- [TASK TO CARRY OUT] Reproduce the following material line for line, with no changes.

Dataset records
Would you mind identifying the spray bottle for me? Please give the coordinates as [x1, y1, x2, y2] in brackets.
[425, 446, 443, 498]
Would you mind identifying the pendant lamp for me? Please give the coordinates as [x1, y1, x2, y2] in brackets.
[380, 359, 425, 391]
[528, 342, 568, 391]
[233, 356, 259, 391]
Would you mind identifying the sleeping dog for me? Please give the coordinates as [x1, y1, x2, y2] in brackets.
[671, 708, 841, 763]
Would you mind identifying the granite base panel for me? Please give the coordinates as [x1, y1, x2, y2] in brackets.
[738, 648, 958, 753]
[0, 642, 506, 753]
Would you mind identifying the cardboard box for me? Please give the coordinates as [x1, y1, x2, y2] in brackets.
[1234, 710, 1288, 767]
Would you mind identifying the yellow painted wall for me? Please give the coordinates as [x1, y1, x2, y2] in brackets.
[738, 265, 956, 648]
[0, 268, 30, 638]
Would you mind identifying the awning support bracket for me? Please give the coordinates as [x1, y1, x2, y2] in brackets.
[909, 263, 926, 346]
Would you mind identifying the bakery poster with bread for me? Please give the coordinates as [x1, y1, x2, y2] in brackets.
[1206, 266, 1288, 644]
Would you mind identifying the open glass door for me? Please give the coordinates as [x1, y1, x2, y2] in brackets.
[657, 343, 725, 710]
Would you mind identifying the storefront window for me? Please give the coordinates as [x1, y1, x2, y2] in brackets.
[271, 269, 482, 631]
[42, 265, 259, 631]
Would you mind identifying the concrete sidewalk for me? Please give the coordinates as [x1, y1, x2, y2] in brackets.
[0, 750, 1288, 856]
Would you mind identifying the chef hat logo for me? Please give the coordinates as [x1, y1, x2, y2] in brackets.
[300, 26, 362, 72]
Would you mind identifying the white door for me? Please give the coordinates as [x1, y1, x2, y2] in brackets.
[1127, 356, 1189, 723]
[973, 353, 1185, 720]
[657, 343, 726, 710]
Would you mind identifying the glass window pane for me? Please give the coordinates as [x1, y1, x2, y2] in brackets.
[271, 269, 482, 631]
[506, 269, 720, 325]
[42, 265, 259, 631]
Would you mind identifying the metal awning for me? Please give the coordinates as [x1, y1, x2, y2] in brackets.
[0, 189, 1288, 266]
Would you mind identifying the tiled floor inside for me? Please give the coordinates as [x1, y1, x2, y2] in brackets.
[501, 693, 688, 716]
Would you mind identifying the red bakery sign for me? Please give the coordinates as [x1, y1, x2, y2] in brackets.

- [ANSWER BELOW]
Would you mind identifying the spray bottle for me? Please give the coordinates as [x1, y1, x2, y2] in brackets.
[425, 446, 443, 498]
Would you mind identifying the pendant lamp for me? Please give the coordinates as [x1, y1, x2, y2] in brackets.
[380, 359, 425, 391]
[528, 342, 568, 391]
[233, 356, 259, 391]
Would you mind identifying the sleeping dog for me? Please give the coordinates as [x1, y1, x2, y2] in brackets.
[671, 708, 841, 763]
Would you mind identifying the granite base panel for me? Please give the coordinates as [x1, y1, x2, y2] in brackets.
[738, 648, 958, 753]
[0, 642, 506, 753]
Would you mind identifying the cardboard box for me? Please give the coordinates as [x1, y1, x2, y2] in brackets.
[1234, 710, 1288, 767]
Would you mind identifying the yellow painted wall for me? Please give the coordinates as [x1, y1, x2, y2] in brackets.
[738, 265, 956, 648]
[0, 268, 30, 638]
Would you mind identifying the awning support bracket for me? Please give the coordinates as [x1, y1, x2, y2] in brackets.
[909, 263, 926, 346]
Would you mind identifying the bakery poster with bread for me? Please give the coordinates as [x1, y1, x2, y2] in brackets.
[1206, 266, 1288, 644]
Would you mind identifying the open glass door for me? Please give the coordinates as [x1, y1, x2, y2] in brackets.
[657, 343, 725, 710]
Would you mind identifying the storefront window for me? Please give the coordinates as [x1, y1, x2, y2] in brackets.
[271, 269, 482, 631]
[42, 265, 259, 631]
Would you mind identifying the concrete sidewalk for me? Please give the coordinates as [x1, y1, x2, y2] in brackets.
[0, 750, 1288, 856]
Would you mind identifying the chef hat logo for me? Please give the coordinates as [x1, y1, x2, y2] in brackets.
[300, 26, 362, 72]
Would you mind identifying the white door for me? Please give the coordinates as [x1, y1, x2, y2] in brackets.
[1127, 356, 1189, 723]
[973, 353, 1185, 720]
[657, 343, 726, 710]
Would you mind identifying the glass window pane for me? Please give the coordinates as [x1, y1, x2, y2] in brackets.
[271, 269, 482, 631]
[506, 269, 720, 325]
[42, 265, 259, 631]
Would you mind identifying the metal awning for me? Please give the coordinates as [x1, y1, x2, y2] in brackets.
[0, 189, 1288, 266]
Would you mind identifying the tiled floor inside for me? Please give the coordinates as [x1, y1, x2, y2] in brackets.
[501, 693, 688, 716]
Would you mind identifying the red bakery sign for me? Please give the coordinates as [x1, y1, x2, y2] in brackets.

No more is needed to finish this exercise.